About this exercise ▸
Pick out the lines below that include the string "plant".

Records for processing ▸
═══
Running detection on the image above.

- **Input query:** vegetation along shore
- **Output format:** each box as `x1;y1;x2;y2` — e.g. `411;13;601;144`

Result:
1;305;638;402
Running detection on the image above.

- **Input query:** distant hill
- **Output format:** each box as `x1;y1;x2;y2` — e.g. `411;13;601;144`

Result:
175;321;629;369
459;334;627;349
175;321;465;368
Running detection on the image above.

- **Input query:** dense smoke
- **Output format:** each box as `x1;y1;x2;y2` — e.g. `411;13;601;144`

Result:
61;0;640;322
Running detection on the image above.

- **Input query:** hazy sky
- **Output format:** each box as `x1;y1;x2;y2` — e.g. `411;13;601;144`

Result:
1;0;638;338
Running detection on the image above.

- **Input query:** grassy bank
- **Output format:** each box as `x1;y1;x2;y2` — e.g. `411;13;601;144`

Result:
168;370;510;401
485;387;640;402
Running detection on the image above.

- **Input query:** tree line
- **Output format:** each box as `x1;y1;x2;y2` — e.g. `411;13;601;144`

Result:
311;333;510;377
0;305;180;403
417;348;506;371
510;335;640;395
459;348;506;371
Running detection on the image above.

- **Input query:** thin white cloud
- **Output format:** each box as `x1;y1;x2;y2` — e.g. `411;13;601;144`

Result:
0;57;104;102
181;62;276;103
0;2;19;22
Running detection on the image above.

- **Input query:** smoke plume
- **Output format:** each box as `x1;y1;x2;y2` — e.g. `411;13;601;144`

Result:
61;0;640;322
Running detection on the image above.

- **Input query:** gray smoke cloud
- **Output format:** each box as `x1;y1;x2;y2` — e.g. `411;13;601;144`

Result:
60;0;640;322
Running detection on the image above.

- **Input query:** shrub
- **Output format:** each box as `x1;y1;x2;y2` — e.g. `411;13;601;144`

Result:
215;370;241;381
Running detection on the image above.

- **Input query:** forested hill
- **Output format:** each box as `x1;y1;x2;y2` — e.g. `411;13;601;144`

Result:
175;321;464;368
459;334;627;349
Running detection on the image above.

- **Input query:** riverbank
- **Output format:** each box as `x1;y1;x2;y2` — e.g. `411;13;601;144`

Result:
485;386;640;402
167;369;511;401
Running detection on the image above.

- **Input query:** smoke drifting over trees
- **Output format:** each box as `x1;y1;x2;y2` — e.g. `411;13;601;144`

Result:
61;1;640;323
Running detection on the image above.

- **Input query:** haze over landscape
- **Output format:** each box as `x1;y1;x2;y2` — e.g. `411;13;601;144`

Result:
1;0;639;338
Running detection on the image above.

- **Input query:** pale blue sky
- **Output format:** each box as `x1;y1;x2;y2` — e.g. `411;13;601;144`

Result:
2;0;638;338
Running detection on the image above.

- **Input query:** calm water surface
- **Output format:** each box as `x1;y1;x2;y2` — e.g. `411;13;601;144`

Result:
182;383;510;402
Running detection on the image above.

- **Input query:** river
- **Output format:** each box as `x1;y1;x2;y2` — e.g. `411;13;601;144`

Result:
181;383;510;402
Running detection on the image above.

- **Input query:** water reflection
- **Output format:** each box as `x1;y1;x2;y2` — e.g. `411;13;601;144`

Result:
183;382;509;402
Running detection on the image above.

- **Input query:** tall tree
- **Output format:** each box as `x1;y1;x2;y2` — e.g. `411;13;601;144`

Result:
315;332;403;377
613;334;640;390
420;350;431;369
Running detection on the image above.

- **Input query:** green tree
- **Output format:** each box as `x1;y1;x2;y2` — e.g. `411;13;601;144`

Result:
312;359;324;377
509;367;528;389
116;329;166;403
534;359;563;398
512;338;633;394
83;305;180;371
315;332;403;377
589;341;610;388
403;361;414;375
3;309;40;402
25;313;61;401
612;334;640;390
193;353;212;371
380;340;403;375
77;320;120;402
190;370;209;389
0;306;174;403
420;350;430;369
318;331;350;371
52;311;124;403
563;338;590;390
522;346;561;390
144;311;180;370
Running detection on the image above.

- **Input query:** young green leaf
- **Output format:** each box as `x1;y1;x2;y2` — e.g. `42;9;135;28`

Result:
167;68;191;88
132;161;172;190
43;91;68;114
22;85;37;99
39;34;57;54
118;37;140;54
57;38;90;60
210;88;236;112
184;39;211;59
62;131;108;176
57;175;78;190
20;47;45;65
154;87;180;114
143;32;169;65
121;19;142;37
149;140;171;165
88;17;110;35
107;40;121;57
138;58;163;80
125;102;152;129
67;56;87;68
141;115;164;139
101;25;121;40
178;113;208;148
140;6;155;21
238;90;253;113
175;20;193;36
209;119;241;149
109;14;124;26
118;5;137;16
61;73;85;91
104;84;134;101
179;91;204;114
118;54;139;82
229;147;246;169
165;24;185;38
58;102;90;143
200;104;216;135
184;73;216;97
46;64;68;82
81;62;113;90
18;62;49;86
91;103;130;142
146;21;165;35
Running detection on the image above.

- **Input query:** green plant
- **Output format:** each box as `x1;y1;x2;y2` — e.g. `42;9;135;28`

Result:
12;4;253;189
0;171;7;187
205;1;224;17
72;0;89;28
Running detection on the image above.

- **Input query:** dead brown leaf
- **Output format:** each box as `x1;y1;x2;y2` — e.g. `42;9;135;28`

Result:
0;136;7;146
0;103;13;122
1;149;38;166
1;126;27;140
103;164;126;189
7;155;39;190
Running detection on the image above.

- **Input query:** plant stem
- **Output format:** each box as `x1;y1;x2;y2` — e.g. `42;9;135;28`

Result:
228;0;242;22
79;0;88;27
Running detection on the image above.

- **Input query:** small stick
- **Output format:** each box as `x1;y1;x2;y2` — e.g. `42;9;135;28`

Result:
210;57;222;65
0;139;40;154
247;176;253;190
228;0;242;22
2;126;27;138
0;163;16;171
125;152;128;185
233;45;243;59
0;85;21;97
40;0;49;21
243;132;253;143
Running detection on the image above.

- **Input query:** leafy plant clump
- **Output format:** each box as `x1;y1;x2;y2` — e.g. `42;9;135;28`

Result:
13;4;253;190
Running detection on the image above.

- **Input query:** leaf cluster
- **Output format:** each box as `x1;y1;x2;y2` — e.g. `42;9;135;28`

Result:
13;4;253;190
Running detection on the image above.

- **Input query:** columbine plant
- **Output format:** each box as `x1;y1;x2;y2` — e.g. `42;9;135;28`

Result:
═══
Result ▸
- **Input query:** green plant
- **Input query:** plant stem
- **Input query:** leafy plant clump
- **Input query:** columbine plant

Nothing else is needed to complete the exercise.